▶ _TRY IT_:
Filter the entries for the word "thickest". Copy each line in which it occurs.

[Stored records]
• • • • • • •
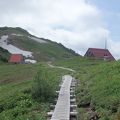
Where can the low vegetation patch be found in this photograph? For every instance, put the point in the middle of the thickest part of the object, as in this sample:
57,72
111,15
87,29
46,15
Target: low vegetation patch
98,86
29,92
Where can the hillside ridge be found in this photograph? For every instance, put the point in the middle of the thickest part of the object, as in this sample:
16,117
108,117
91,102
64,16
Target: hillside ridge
41,49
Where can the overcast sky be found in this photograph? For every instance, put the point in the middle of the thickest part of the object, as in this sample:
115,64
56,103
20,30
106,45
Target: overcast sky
77,24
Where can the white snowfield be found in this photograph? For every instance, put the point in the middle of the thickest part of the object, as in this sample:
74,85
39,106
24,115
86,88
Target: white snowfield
16,34
37,39
30,61
12,49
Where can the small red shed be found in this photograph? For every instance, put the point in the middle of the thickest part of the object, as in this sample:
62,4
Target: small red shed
16,58
99,54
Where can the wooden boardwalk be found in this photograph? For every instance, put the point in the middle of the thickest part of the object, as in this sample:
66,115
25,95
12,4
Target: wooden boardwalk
62,108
• • • • • • •
▶ _REPLY TO THE EXERCISE_:
Where can the low vegetation patch be found in this photograph? For every instance, put the point in the middle of the thickest part of the object, as in this sample:
Where can the hillside ridge be found in this photograph? For every instance, put the point in the middle of the thickest part of the object, as in this sample:
Where can the overcast sky be found in this photograph? For every instance, put the point in the middle of the thickest part of the object, as in this sample:
Where can the white snowfield be found in this photograph? For every instance, put the point in the middle of the thickest part of the object, as in this sample:
Where can the small red shed be found in this photograph? For every instance, put the point in the middle of the thickest part of the object, as in this sample:
Where can the wooden boardwalk be found in this photograph? For every instance, put the point in the middle of the thickest part of the object, as in this sample:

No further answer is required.